SOURCE TEXT
Mass Transit Comes to the Desert

Phoenix, Arizona’s new Metro Light Rail system has proven immensely popular with its many modern features.

By Mary Holden

Operating between Phoenix, Tempe, and Mesa, the train features design amenities in the cars as well as the stations, which come complete with shading and artwork.

Railroad engineers man these trains, but a group of the other kind of engineers gave birth, breadth, and depth to the light rail system in the Valley of the Sun. Even passengers like me without a background in engineering can appreciate all that makes the track, vehicles, stations, amenities, and power supply for this transit system operate so well. Since opening in late 2008, the initial 20-mile segment running from north Phoenix to nearby Mesa, skirting Phoenix’s Sky Harbor Airport near the mid point, has proven so successful that plans for expansion are already underway.

This comes as part of a trend of light rail systems sprouting around the country. Other systems have been built or are planned in Salt Lake City, Utah; Norfolk, Virginia; Charlotte, North Carolina; Houston, Texas; and Tampa, Florida. The reasons taxpayers have bought into them range from minimizing sprawl and encouraging denser growth in urban areas to spurring development and economic growth.

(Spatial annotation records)
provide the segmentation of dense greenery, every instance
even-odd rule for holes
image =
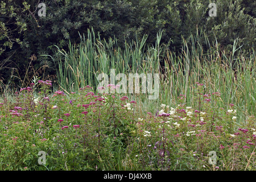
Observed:
[[[52,94],[51,81],[35,84],[0,102],[0,170],[256,169],[255,117],[238,122],[238,107],[220,107],[222,94],[204,84],[193,84],[195,107],[181,94],[156,113],[89,86]]]
[[[39,17],[38,3],[46,5],[46,16]],[[209,17],[209,1],[1,1],[0,11],[0,80],[5,84],[29,84],[32,76],[56,78],[56,67],[49,57],[57,49],[66,51],[69,41],[87,38],[88,28],[102,40],[114,37],[119,46],[125,41],[148,38],[146,47],[154,44],[163,31],[161,43],[171,51],[181,52],[183,38],[191,42],[197,34],[207,51],[217,42],[221,50],[237,47],[246,52],[255,39],[255,1],[216,1],[216,17]],[[205,39],[205,37],[208,39]],[[188,44],[191,49],[192,44]],[[195,45],[195,46],[197,46]],[[163,64],[163,59],[160,61]],[[11,77],[10,77],[11,76]]]

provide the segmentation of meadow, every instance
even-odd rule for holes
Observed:
[[[208,42],[205,53],[197,33],[176,55],[161,32],[151,47],[144,37],[124,49],[88,37],[51,56],[55,84],[28,76],[17,90],[1,85],[0,170],[256,169],[253,48],[234,42],[226,53]],[[158,99],[98,93],[97,76],[110,68],[158,73]]]

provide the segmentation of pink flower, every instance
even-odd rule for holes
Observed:
[[[82,107],[84,107],[85,109],[87,109],[90,106],[89,104],[83,104]]]
[[[63,122],[63,119],[59,119],[57,122]]]
[[[94,104],[96,104],[96,102],[90,102],[89,104],[90,104],[90,105],[94,105]]]
[[[70,115],[70,114],[69,113],[66,113],[66,114],[64,114],[64,115],[68,117]]]
[[[79,128],[80,127],[80,125],[76,125],[73,126],[73,127],[75,129],[76,129],[77,128]]]
[[[67,128],[68,128],[68,126],[64,126],[63,127],[61,127],[61,130],[63,130],[64,129],[67,129]]]
[[[100,90],[103,90],[105,89],[105,87],[104,86],[99,86],[99,87],[98,87],[98,89],[99,89]]]
[[[82,111],[82,114],[84,114],[84,115],[86,115],[87,114],[88,114],[88,111]]]

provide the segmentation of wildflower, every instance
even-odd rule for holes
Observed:
[[[168,117],[170,116],[170,114],[168,113],[162,113],[161,114],[158,115],[158,117]]]
[[[163,114],[164,113],[164,110],[163,109],[161,109],[160,110],[160,111],[159,112],[159,115],[160,115],[160,114]]]
[[[90,102],[89,105],[94,105],[95,104],[96,104],[96,102]]]
[[[73,127],[74,128],[74,129],[77,129],[77,128],[79,128],[79,127],[80,127],[80,125],[73,125]]]
[[[180,124],[178,124],[177,122],[175,122],[174,123],[174,125],[175,125],[176,127],[180,127]]]
[[[57,122],[61,122],[63,121],[63,119],[59,119],[57,121]]]
[[[161,107],[161,108],[162,109],[164,109],[166,106],[166,105],[162,104],[160,106],[160,107]]]
[[[228,110],[228,113],[232,113],[232,112],[233,112],[233,109],[229,109],[229,110]]]
[[[64,126],[63,127],[61,127],[61,130],[63,130],[64,129],[67,129],[68,128],[68,126]]]
[[[86,115],[87,114],[88,114],[88,111],[82,111],[82,114],[84,114],[84,115]]]
[[[67,116],[67,117],[68,117],[70,115],[70,114],[69,113],[66,113],[66,114],[64,114],[64,115],[65,116]]]
[[[188,111],[187,113],[187,115],[188,116],[188,117],[192,117],[192,114],[193,114],[193,113],[192,112],[191,112],[191,111]]]
[[[143,118],[138,118],[138,121],[143,121]]]
[[[151,132],[148,131],[144,131],[144,136],[151,136],[151,135],[150,134]]]

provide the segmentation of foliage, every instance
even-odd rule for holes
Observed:
[[[204,51],[216,41],[227,52],[234,40],[244,52],[255,43],[255,13],[250,9],[254,2],[249,1],[217,1],[216,17],[209,16],[208,1],[43,1],[45,17],[38,16],[39,2],[1,1],[0,78],[5,84],[26,80],[27,85],[33,76],[56,78],[52,59],[40,56],[54,57],[54,45],[67,51],[69,40],[80,43],[79,32],[88,38],[88,28],[102,40],[116,38],[121,49],[126,41],[133,44],[146,35],[146,47],[151,47],[160,30],[162,43],[176,53],[191,35],[198,35]]]
[[[208,94],[203,84],[195,84],[195,107],[186,105],[181,95],[176,107],[161,104],[156,114],[142,113],[136,101],[117,93],[96,94],[87,86],[51,94],[50,81],[38,84],[38,97],[33,97],[32,84],[16,94],[15,102],[0,103],[1,170],[256,167],[255,117],[238,122],[236,106],[218,107],[221,93]],[[216,152],[213,166],[211,151]],[[39,163],[40,151],[45,152],[44,164]]]

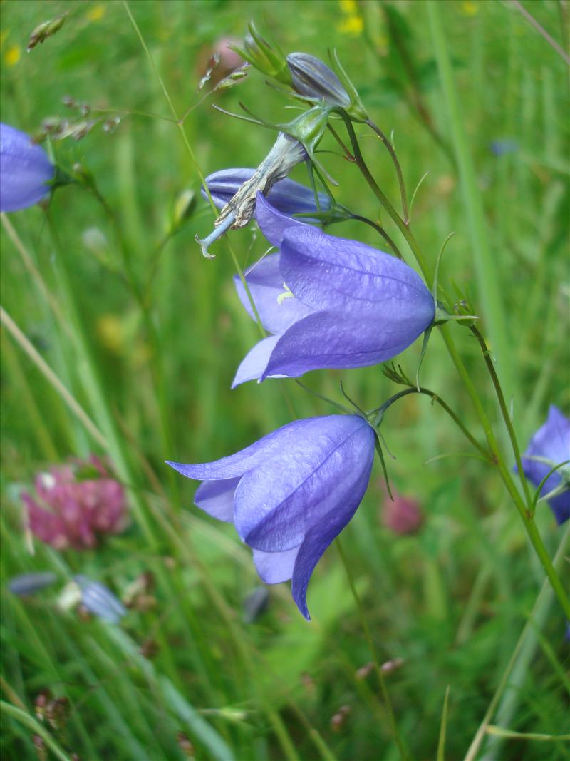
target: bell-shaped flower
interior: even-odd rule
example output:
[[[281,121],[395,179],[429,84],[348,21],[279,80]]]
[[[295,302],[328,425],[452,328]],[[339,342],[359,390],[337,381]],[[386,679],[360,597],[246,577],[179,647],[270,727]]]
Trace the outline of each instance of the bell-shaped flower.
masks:
[[[55,168],[25,132],[0,123],[0,212],[33,206],[49,193]]]
[[[324,368],[377,365],[403,352],[433,322],[432,295],[400,260],[280,214],[261,196],[257,217],[280,253],[255,264],[245,280],[272,335],[245,356],[233,387]],[[253,317],[242,284],[235,282]]]
[[[292,580],[293,600],[309,619],[309,580],[360,504],[375,441],[363,418],[331,415],[289,423],[213,463],[168,464],[203,481],[196,505],[233,523],[263,581]]]
[[[81,602],[90,613],[109,623],[119,623],[127,609],[104,584],[78,574],[73,580],[81,590]]]
[[[222,169],[209,174],[206,177],[206,184],[216,206],[223,209],[242,185],[252,179],[255,173],[255,169]],[[204,199],[207,199],[204,189],[201,193]],[[287,178],[275,183],[267,198],[274,209],[290,217],[296,214],[328,212],[331,208],[331,199],[326,193],[318,193],[317,205],[315,193],[311,188]],[[309,221],[309,218],[303,218],[306,221]]]
[[[524,475],[538,488],[556,465],[570,460],[570,419],[550,405],[543,425],[533,435],[522,457]],[[570,518],[570,463],[555,470],[540,489],[559,525]]]

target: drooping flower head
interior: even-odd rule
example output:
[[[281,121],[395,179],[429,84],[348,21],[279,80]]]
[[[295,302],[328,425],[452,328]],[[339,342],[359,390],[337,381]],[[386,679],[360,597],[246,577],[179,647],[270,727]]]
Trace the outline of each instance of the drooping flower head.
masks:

ACTIONS TO TAKE
A: According to the light rail article, why are plans to expand the Phoenix Metro Light Rail system already underway? Answer in one to three sentences.
B: In the records, take the part that opens with the line containing "provide the segmentation of wildflower, every" and closes with the line containing "[[[90,102],[89,105],[94,105],[95,104],[96,104],[96,102]]]". Rewrite it with "wildflower" changed to "field flower", and leave everything else as it is.
The article and the records have no connection to each other.

SOLVED PROBLEMS
A: Expansion plans are already underway because the initial 20-mile segment, running from north Phoenix to nearby Mesa, has been very successful since it opened in late 2008.

B:
provide the segmentation of field flower, every instance
even-odd rule for holes
Observed:
[[[168,117],[170,116],[170,114],[168,113],[162,113],[161,114],[158,115],[158,117]]]
[[[163,114],[164,113],[164,110],[163,109],[161,109],[160,110],[160,111],[159,112],[159,115],[160,115],[160,114]]]
[[[90,102],[89,105],[94,105],[95,104],[96,104],[96,102]]]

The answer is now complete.